[[ Document passage open ]]

Furthermore, AphB still acts as an activating element under low chloride levels. Notably, at acidic and neutral pH, the overall PhoA activities under low chloride were generally higher, compared with regular chloride in both strains tested: i.e., Vc_res1_TRIVET clcA::tpc and ∆aphB Vc_res1_TRIVET clcA::tpc, respectively (Fig. 4 C and D). This result suggests that clcA expression is activated under low chloride levels in addition to AphB by a currently unknown factor.

In summary, the results imply an AphB-dependent activation of clcA expression in acidic environments, as well as a chloride-dependent regulation resulting in high clcA expression at low chloride levels. Concordantly, ClcA is crucial for survival fitness of V. cholerae in the presence of chloride. Interestingly, under alkaline conditions, ClcA not only becomes dispensable, but its expression is even detrimental for survival fitness in the presence of chloride.

Discussion

A hallmark of the V. cholerae life cycle is the transition between the aquatic reservoir and the gastrointestinal tract of the human host. Both are complex environments with diverse niches and varying conditions. V. cholerae adapts to the diverse conditions presented during different aspects of its life cycle by changing the transcriptional profile. Therefore, V. cholerae encodes a large number of transcriptional regulators (157), two component systems [59 according to ref. 41], and complex signaling pathways (e.g., cAMP, c-di-GMP, or quorum sensing).

[[ Document passage closed ]]
[[ Records open ]]

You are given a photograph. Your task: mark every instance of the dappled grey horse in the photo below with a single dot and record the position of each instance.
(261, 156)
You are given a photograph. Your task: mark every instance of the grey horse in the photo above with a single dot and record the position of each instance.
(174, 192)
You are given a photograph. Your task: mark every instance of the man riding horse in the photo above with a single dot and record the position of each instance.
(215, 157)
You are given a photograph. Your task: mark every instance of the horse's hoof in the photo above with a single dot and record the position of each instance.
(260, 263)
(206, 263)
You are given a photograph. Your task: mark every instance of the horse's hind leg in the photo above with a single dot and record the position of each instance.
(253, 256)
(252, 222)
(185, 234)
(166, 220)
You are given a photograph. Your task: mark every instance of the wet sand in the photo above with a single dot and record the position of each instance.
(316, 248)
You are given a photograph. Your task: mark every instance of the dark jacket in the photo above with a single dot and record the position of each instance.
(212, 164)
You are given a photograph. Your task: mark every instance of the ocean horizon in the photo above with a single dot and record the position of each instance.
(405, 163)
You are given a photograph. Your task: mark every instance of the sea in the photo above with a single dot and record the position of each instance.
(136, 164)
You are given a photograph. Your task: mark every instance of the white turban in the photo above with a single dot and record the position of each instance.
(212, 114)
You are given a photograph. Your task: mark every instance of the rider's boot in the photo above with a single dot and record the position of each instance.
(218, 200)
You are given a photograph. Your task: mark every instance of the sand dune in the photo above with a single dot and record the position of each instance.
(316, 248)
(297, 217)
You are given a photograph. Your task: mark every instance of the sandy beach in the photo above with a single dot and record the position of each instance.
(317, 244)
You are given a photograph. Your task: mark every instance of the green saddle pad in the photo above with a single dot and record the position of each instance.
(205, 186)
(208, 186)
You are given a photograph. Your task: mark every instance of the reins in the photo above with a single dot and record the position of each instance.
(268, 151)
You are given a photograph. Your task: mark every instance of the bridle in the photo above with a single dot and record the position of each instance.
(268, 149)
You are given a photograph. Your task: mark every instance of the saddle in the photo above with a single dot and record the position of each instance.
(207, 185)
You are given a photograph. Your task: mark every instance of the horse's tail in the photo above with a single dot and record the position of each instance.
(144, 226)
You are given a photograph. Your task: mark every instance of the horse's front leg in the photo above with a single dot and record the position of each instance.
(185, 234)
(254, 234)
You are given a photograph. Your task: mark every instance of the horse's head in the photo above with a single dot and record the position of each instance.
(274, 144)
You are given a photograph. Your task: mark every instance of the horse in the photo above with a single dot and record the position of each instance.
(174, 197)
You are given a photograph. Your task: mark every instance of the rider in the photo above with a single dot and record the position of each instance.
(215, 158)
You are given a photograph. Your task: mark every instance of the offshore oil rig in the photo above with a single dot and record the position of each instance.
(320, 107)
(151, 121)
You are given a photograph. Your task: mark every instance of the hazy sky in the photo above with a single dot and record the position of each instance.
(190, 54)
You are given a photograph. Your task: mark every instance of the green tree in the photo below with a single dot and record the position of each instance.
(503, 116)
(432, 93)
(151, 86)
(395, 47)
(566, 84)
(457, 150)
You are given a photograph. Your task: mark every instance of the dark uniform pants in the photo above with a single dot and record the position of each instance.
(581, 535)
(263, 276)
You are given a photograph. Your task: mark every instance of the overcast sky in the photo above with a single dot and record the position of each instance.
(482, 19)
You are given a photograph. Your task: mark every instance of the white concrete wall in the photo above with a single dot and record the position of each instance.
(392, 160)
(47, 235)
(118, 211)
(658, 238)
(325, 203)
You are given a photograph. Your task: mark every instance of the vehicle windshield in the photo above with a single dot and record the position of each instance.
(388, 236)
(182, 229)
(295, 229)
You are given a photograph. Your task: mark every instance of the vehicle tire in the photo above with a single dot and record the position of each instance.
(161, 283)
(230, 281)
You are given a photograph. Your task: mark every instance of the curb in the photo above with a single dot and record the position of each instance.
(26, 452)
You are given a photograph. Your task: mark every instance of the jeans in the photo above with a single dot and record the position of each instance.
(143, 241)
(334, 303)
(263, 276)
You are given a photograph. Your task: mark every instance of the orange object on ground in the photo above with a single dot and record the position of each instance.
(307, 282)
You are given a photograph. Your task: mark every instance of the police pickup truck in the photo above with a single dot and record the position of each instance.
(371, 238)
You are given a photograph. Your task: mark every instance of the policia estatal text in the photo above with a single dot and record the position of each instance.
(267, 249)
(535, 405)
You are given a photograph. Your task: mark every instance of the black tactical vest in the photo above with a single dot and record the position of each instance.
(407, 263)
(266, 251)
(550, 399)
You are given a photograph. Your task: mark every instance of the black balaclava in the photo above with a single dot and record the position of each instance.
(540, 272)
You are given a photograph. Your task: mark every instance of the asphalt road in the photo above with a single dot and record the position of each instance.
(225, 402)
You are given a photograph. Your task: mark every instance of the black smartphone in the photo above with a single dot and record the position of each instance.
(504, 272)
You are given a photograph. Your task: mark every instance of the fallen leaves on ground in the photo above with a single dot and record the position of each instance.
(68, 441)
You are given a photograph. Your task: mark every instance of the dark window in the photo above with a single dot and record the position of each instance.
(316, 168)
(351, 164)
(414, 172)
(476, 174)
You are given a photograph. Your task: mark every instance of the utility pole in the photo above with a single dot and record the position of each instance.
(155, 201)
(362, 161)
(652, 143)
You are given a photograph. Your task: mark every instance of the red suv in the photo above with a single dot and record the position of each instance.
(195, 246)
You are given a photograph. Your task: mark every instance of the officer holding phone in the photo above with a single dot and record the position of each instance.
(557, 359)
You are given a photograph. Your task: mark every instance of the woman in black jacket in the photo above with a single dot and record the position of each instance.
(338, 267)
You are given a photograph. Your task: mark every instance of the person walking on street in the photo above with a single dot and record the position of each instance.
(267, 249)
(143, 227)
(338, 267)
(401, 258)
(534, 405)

[[ Records closed ]]

» Exercise goal
Return everything in the V. cholerae chloride passage from "A hallmark of" down to "or quorum sensing).", copied word for word.

» Answer space
A hallmark of the V. cholerae life cycle is the transition between the aquatic reservoir and the gastrointestinal tract of the human host. Both are complex environments with diverse niches and varying conditions. V. cholerae adapts to the diverse conditions presented during different aspects of its life cycle by changing the transcriptional profile. Therefore, V. cholerae encodes a large number of transcriptional regulators (157), two component systems [59 according to ref. 41], and complex signaling pathways (e.g., cAMP, c-di-GMP, or quorum sensing).